Supplied data:
** Begin **
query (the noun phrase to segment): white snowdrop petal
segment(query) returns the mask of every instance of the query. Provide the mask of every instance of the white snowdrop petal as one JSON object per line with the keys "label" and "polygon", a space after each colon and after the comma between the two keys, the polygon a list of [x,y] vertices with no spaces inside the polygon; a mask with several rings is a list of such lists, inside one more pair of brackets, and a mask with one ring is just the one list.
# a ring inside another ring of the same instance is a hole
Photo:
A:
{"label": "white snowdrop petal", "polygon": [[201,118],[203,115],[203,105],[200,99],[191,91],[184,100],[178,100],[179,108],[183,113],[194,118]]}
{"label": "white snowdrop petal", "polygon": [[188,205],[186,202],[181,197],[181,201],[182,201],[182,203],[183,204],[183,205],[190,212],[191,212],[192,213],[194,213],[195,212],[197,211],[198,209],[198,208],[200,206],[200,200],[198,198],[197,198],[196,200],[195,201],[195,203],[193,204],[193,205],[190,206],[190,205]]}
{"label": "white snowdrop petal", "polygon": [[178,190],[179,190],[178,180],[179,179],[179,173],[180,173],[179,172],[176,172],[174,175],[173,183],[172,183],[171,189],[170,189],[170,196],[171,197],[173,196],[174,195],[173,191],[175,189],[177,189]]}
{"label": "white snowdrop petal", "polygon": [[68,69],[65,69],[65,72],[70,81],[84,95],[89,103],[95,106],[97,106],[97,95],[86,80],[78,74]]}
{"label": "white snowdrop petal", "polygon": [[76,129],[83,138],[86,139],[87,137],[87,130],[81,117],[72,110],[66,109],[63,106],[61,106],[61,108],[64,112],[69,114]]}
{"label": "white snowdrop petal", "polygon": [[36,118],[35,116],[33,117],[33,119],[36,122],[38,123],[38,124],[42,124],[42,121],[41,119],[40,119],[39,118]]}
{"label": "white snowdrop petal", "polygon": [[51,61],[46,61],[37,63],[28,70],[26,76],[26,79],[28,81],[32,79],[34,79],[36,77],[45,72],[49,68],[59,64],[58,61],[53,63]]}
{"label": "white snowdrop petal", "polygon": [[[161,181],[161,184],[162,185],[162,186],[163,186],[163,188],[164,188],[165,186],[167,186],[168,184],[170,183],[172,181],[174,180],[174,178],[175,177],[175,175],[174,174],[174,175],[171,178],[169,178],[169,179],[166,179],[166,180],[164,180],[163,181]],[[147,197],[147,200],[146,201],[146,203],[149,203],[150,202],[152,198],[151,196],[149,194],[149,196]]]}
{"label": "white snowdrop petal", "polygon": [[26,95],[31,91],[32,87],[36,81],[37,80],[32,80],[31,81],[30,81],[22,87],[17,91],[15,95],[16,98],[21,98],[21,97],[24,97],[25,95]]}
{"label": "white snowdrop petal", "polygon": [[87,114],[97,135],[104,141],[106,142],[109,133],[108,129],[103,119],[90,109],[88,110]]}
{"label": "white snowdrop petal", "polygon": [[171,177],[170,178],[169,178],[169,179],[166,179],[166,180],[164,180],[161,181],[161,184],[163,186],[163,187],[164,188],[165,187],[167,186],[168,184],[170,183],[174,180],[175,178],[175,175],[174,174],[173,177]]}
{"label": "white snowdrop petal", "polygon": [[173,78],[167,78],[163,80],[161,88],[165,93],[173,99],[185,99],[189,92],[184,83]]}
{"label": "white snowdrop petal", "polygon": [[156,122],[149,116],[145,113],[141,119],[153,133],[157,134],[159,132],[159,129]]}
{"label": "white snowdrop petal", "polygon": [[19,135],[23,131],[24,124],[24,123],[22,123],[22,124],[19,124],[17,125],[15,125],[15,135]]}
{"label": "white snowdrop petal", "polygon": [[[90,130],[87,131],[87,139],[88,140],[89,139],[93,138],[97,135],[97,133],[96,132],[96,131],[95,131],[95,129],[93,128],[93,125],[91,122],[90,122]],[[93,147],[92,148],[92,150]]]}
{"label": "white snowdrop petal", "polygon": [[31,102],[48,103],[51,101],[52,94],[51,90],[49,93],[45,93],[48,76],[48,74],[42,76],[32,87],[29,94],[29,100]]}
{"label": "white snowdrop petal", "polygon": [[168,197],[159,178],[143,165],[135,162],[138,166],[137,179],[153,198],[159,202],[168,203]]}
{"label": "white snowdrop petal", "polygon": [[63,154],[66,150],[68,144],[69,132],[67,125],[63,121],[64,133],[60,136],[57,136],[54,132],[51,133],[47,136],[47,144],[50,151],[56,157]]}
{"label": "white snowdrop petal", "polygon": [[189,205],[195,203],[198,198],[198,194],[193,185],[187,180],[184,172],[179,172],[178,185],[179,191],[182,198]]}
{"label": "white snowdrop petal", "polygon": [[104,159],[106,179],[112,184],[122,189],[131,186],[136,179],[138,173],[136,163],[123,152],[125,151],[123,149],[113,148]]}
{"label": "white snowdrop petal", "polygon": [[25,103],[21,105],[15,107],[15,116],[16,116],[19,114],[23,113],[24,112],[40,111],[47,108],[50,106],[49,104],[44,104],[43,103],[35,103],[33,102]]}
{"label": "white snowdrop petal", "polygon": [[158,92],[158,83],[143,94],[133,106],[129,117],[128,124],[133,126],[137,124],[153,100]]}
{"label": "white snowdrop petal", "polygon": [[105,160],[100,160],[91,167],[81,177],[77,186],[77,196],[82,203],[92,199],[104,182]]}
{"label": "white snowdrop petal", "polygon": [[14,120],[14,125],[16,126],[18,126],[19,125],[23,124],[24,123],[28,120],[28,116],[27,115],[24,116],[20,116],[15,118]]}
** End **
The task: Reproduce only the stretch of the listing from its beginning through the line containing "segment(query) returns the", swapping "snowdrop" for "crocus" and leaving all other text unchanged.

The output:
query (the noun phrase to segment): white crocus petal
segment(query) returns the mask of every instance of the query. Provide the mask of every instance of the white crocus petal as one JSON object per line with the keys "label" and "polygon", a space after each colon and after the comma between the two keys, the polygon a list of [x,y] vertices with no spaces inside the polygon; a mask with several rings is a list of such lists, inside one more pair of brackets, and a mask with one ring is just the one list.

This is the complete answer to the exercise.